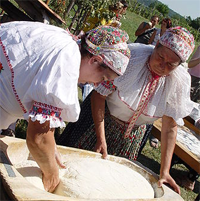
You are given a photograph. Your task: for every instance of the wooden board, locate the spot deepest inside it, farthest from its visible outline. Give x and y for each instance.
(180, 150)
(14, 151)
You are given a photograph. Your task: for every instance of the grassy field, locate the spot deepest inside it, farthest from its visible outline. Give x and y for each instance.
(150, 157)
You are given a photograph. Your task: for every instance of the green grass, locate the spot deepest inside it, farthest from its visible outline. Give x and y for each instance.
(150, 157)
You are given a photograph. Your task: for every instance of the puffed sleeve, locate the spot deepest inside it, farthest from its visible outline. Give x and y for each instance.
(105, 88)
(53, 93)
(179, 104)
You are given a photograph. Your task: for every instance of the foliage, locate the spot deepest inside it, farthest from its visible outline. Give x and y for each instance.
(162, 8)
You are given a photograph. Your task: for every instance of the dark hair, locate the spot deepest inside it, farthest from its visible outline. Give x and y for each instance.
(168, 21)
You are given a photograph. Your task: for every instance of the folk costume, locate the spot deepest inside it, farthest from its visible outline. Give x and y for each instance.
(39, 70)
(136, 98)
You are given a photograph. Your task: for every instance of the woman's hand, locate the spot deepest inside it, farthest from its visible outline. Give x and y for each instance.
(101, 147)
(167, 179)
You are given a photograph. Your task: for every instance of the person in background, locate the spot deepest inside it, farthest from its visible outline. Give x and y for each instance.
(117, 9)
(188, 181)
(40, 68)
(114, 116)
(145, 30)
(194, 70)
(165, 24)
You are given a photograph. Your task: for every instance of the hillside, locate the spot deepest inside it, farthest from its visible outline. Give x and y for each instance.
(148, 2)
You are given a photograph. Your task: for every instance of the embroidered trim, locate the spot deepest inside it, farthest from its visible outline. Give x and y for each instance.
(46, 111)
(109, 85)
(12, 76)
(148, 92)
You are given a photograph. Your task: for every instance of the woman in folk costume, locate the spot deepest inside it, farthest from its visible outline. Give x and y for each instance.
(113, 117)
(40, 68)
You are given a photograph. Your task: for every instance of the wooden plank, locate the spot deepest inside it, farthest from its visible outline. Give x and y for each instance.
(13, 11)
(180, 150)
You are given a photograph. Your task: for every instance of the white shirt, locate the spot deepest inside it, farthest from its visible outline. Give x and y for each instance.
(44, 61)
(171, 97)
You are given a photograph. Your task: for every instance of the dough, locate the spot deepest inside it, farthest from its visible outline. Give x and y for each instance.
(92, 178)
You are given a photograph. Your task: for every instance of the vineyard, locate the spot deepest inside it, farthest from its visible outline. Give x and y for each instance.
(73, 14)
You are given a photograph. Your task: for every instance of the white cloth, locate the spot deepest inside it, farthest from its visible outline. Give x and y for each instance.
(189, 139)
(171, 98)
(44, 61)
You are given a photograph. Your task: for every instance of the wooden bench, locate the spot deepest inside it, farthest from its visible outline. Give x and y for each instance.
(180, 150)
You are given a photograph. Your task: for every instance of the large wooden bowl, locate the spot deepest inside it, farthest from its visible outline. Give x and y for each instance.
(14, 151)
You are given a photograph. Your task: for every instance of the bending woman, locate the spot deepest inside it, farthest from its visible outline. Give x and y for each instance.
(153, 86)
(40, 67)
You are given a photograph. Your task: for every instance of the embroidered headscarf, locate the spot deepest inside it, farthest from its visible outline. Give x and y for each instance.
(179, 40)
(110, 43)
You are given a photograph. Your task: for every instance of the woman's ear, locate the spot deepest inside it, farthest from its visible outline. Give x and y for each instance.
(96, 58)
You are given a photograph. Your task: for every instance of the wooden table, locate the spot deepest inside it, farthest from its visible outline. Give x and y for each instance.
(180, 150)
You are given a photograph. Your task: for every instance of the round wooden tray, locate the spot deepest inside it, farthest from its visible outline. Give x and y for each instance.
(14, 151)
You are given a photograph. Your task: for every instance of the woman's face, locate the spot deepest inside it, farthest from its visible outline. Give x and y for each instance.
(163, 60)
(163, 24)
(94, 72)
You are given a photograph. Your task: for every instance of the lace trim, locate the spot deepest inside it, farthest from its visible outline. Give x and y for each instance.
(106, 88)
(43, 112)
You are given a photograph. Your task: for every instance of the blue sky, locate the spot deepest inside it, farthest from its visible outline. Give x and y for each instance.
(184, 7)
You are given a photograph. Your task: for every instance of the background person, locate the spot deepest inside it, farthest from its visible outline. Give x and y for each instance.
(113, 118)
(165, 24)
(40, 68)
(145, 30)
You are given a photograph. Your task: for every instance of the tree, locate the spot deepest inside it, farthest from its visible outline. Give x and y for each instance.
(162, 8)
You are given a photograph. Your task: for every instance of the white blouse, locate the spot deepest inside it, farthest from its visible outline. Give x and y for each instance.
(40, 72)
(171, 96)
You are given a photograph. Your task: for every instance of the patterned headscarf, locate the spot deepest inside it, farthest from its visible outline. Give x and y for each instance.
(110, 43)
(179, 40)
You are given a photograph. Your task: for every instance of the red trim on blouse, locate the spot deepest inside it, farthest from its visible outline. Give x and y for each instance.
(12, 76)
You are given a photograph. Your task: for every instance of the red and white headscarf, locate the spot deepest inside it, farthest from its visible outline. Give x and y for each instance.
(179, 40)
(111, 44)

───

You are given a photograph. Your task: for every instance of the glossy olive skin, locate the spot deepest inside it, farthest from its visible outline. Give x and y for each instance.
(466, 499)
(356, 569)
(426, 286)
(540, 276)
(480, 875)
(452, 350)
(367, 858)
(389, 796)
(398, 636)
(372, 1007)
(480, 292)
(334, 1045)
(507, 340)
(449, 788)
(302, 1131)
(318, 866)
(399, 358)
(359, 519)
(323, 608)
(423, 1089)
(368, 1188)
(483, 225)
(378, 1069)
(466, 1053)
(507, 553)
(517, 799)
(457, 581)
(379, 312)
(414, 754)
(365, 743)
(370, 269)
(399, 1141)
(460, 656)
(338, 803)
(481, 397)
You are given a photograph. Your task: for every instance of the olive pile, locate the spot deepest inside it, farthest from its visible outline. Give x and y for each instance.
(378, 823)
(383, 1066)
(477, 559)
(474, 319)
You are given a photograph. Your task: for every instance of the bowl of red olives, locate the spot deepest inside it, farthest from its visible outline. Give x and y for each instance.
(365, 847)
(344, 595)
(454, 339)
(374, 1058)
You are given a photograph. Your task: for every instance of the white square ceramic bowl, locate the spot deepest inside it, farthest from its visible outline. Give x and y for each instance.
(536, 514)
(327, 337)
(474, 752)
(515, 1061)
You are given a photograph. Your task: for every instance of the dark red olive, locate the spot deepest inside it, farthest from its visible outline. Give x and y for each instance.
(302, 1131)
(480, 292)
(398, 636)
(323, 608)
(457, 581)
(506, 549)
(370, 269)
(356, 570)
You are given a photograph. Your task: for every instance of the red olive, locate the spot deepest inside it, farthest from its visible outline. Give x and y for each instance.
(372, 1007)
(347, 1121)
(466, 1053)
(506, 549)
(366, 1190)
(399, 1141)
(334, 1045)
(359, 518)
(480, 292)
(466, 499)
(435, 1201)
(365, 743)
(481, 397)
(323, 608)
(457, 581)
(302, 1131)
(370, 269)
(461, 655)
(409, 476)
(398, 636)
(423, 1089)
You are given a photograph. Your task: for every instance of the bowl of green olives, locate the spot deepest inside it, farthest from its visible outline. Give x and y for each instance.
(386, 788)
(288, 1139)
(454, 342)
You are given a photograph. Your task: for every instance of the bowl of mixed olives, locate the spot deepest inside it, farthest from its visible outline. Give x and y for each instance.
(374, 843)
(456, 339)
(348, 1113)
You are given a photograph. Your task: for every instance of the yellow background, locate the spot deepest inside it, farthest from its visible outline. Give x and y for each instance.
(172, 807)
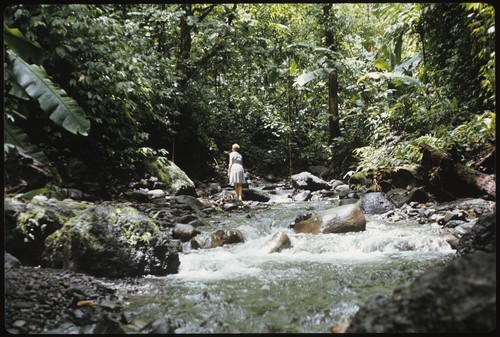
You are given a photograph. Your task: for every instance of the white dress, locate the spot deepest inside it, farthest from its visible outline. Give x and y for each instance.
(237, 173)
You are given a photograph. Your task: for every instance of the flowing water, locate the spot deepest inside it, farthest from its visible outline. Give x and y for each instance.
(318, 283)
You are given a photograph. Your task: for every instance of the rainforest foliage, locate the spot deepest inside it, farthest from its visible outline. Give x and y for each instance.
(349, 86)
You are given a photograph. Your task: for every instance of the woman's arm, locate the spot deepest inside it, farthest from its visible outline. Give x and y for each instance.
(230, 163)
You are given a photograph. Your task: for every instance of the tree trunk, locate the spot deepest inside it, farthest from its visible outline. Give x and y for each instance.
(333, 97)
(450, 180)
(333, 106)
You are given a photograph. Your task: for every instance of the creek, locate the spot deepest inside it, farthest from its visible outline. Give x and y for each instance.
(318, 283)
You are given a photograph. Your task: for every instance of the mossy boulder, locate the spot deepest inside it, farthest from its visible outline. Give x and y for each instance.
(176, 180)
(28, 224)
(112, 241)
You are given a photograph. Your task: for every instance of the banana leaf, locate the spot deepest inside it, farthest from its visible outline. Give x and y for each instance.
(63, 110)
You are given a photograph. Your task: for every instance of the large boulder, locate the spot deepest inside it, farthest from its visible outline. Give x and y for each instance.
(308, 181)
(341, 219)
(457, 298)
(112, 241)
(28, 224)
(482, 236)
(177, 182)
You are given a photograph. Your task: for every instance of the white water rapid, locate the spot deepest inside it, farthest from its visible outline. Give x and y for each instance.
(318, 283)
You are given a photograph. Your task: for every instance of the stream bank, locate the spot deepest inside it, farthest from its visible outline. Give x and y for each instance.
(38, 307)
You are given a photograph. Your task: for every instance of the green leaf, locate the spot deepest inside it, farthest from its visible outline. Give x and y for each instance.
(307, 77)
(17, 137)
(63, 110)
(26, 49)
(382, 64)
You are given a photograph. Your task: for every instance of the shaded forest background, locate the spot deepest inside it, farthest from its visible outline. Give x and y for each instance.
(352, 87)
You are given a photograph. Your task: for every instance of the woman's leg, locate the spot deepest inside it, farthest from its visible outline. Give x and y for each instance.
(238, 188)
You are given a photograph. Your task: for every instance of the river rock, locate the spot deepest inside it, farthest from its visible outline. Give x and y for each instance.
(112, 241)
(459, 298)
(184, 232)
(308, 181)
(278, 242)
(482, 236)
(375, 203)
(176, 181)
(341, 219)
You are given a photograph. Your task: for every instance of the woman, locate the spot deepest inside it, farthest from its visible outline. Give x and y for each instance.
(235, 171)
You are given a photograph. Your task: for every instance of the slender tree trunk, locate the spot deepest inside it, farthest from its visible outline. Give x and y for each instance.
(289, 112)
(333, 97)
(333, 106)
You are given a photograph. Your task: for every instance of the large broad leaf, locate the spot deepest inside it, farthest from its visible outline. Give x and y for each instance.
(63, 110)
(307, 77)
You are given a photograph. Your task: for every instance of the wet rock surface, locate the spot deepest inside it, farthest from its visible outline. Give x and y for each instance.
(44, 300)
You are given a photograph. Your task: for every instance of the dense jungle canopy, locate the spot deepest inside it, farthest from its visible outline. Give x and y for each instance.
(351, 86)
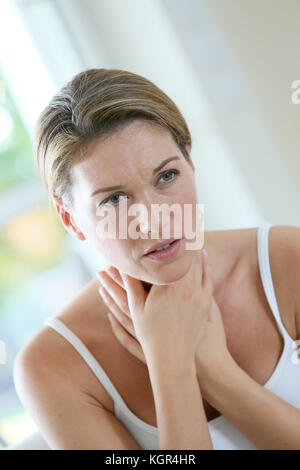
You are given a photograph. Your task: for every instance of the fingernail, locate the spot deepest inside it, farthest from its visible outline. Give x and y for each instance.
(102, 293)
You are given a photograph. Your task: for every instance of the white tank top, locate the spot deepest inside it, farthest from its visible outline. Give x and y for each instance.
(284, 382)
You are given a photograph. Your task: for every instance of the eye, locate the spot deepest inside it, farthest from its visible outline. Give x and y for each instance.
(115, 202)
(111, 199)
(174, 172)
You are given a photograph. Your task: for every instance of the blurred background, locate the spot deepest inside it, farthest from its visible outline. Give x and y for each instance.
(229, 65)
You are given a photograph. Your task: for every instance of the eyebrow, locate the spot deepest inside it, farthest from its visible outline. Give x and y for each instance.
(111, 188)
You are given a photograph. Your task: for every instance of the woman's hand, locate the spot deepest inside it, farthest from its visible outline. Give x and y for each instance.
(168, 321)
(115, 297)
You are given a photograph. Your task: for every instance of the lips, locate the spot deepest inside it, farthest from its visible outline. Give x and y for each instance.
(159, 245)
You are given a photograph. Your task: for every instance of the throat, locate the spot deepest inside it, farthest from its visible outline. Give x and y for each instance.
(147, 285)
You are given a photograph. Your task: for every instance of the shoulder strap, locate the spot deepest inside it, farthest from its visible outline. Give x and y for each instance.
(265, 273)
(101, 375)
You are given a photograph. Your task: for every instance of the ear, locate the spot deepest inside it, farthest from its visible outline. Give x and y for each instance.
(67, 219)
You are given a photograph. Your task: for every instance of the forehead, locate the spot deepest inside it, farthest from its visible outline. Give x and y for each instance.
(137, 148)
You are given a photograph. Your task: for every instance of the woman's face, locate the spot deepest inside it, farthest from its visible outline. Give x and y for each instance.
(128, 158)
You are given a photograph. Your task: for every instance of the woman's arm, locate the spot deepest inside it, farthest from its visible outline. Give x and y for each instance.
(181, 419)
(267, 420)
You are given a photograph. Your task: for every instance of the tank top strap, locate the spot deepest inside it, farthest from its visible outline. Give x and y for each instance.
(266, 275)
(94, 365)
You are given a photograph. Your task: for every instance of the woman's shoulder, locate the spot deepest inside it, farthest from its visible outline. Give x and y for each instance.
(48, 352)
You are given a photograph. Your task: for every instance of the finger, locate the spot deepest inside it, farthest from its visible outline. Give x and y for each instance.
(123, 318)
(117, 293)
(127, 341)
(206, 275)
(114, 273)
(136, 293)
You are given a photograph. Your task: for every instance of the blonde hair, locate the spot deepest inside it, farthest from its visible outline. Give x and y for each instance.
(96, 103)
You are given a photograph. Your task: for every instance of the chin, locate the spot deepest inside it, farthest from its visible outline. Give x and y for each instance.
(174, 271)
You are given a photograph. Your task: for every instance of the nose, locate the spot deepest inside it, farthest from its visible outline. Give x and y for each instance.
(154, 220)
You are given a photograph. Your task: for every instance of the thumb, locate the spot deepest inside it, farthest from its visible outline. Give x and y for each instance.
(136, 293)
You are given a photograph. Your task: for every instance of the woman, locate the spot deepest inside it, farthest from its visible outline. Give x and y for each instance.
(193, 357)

───

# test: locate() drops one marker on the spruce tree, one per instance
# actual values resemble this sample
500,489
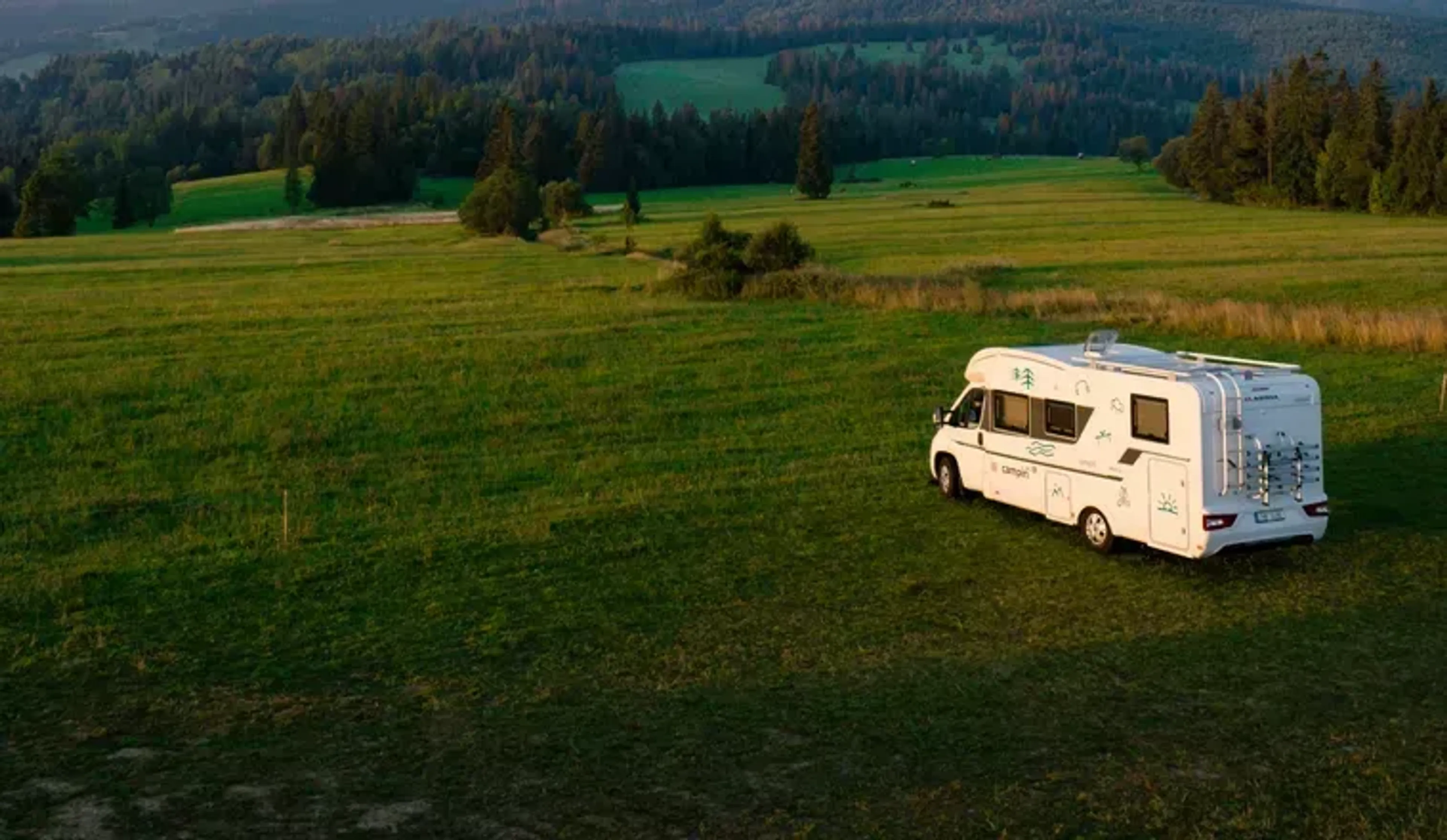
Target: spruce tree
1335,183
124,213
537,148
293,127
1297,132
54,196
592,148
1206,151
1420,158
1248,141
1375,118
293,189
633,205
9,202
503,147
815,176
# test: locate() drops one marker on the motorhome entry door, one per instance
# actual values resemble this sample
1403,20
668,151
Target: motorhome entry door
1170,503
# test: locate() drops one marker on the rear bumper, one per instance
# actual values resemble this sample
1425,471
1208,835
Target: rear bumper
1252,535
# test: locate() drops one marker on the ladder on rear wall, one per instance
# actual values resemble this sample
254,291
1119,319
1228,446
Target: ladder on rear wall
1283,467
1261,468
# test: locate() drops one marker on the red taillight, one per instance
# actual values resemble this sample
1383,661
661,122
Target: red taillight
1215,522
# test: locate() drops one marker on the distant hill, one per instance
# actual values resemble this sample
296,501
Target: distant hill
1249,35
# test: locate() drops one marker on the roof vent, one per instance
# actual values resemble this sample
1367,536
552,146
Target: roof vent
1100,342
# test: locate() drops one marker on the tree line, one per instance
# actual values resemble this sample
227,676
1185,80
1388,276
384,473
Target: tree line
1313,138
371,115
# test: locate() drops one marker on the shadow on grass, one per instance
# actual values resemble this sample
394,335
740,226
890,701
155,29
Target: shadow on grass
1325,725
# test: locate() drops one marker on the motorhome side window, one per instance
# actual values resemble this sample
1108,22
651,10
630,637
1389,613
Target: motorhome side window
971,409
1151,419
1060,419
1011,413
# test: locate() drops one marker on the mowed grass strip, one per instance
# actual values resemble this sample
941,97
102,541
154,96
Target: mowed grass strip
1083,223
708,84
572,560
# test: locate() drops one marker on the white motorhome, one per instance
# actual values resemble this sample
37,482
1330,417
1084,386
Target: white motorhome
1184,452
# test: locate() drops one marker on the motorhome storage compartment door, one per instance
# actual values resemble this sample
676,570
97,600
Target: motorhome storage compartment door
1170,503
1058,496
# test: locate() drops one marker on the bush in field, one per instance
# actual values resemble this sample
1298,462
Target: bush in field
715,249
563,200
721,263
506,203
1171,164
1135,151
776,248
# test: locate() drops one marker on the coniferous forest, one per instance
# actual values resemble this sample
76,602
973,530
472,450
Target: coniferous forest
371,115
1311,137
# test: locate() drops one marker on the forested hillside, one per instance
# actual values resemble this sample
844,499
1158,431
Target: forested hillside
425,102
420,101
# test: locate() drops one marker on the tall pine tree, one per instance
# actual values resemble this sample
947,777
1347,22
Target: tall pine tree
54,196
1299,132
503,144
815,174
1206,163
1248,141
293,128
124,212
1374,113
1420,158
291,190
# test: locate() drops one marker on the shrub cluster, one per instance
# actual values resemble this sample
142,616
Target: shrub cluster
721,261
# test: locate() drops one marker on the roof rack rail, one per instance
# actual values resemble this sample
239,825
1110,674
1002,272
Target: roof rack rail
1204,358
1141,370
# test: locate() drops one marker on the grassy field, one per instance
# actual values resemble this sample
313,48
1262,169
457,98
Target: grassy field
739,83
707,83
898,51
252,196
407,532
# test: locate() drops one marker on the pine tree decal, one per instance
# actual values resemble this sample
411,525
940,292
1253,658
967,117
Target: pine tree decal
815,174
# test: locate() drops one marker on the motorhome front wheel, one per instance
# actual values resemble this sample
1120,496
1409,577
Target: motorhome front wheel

───

Out of the records, collect only those lines that contain the string "wheel".

*Completed exercise*.
# test: locate() drops one marker on the motorhome front wheel, one per instance
Target: motorhome front wheel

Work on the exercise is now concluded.